Restate word for word the span of lines that opens with the line containing "Query: building roof" and closes with the last line of the material. Include both ends and nothing more.

________

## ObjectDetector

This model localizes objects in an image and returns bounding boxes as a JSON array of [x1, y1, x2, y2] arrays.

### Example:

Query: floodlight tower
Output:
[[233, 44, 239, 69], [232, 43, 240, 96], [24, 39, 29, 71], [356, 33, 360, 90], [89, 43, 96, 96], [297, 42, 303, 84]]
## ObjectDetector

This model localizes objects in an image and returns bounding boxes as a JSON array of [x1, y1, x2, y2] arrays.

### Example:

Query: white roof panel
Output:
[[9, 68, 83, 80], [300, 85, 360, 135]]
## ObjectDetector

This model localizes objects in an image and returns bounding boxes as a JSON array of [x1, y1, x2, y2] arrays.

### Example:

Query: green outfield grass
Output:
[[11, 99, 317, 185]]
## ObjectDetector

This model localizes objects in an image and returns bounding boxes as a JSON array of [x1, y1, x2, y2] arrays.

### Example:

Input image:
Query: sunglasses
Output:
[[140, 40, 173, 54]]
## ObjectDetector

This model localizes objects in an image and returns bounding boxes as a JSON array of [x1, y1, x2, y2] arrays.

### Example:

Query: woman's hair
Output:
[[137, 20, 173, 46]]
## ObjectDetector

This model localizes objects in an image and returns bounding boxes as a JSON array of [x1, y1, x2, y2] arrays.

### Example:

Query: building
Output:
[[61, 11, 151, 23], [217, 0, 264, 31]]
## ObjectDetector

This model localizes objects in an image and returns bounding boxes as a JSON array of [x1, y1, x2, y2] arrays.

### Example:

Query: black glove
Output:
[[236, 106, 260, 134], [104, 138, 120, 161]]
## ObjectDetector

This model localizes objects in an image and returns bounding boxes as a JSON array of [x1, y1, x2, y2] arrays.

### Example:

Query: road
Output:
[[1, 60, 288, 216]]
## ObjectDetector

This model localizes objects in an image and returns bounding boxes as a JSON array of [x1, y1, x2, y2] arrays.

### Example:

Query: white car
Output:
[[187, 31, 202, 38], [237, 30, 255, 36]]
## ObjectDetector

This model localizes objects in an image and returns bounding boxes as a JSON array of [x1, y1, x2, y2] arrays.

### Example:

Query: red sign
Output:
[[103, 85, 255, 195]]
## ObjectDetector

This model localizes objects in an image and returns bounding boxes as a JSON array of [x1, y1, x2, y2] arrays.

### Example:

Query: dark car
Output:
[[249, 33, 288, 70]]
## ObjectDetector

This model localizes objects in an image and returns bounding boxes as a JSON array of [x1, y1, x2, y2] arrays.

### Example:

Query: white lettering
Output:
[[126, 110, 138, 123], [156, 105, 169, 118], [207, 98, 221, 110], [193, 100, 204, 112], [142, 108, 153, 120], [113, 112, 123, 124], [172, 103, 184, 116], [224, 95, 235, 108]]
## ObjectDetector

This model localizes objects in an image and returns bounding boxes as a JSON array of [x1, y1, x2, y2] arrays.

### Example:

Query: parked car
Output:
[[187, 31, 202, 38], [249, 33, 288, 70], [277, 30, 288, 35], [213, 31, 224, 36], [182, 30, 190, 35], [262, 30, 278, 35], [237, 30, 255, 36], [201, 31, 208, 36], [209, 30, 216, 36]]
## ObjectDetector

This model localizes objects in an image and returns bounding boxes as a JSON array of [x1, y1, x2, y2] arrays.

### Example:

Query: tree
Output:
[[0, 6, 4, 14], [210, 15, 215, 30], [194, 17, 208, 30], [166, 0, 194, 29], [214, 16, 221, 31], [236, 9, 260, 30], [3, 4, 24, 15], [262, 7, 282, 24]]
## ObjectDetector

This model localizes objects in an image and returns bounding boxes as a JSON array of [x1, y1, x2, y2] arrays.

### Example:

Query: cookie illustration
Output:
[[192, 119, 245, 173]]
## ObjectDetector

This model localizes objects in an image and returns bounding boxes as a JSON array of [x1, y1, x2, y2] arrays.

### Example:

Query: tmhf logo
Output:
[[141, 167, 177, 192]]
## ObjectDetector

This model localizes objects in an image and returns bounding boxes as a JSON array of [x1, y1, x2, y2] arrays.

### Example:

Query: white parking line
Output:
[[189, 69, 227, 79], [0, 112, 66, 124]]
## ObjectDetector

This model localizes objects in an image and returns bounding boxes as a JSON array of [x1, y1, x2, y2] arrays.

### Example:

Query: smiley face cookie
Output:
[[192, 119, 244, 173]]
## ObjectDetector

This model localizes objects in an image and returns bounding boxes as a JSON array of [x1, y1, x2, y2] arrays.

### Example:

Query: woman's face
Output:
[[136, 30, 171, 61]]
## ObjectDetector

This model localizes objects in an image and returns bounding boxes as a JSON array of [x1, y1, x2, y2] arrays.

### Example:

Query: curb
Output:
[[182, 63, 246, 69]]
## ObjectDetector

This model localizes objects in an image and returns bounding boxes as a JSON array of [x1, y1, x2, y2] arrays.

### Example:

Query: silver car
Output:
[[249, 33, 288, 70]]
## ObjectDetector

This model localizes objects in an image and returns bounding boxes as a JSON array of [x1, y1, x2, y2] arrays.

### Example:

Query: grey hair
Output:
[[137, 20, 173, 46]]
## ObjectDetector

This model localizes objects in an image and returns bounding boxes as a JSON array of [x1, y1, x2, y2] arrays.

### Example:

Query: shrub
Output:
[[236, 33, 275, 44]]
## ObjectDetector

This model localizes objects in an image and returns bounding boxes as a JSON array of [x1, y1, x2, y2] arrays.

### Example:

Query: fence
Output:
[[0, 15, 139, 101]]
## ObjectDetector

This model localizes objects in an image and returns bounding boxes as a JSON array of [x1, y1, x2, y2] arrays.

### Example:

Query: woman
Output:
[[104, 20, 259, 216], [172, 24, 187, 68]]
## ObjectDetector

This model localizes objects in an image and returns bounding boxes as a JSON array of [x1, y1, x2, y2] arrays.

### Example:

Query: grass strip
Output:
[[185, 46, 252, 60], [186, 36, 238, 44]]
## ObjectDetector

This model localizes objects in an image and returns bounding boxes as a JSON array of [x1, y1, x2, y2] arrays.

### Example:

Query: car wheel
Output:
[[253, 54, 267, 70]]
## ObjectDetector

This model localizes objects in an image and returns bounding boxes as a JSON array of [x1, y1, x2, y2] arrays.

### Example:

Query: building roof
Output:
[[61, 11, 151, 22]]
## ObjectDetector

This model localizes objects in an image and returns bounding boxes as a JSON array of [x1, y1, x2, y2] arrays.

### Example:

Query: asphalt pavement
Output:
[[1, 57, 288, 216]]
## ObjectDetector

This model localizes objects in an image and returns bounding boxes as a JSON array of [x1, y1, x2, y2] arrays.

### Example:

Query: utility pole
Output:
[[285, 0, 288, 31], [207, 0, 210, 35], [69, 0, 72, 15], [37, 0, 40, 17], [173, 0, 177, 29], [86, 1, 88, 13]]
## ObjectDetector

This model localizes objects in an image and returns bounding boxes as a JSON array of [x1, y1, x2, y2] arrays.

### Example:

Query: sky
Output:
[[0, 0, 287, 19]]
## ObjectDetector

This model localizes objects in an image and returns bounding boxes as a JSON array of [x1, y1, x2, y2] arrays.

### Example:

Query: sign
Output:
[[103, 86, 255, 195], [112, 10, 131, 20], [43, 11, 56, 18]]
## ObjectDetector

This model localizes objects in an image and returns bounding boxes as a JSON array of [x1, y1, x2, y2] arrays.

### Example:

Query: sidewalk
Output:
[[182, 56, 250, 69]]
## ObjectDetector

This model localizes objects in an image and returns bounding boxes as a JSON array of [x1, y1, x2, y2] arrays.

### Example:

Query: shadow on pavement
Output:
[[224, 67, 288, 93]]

________

*EXPECTED OUTPUT*
Query: building roof
Output:
[[61, 11, 151, 22]]
## ObjectDetector

This model localizes objects in an image and returns bounding boxes as a JSON array of [x1, y1, x2, y2] arrays.

### Example:

Query: asphalt pavement
Output:
[[1, 57, 288, 216]]
## ObjectDetector

This model localizes objects in an image and returns bounding boxes as a JSON array of [x1, y1, x2, y2] arrays.

### Example:

Query: utility pole
Output:
[[285, 0, 288, 31], [207, 0, 210, 35], [69, 0, 72, 15], [37, 0, 40, 17], [173, 0, 177, 29], [86, 1, 88, 13]]
## ObjectDetector

This model localizes objects in an image and returns bounding boxes as a JSON array of [x1, y1, x2, y2] arrays.

### Example:

Query: sky
Output:
[[0, 0, 287, 19]]
## ObjectDetector

This model localizes objects in an image and returns bounding boxes as a JSON array of [x1, y1, x2, y2] arrays.

### Example:

Query: sign
Output:
[[103, 86, 255, 195], [112, 10, 131, 20], [43, 11, 56, 18]]
## ObjectDetector

This model localizes objects in an image and returns bounding boxes as a JSON array of [x1, y1, x2, y2] arrays.

### Example:

Query: sidewalk
Output:
[[182, 56, 250, 69]]
## ObjectDetector

This model localizes objects in an image and returns bounding boxes as a JSON array of [x1, y1, x2, y2] arrays.

### Example:

Query: shadow on pavement
Output:
[[224, 67, 288, 93]]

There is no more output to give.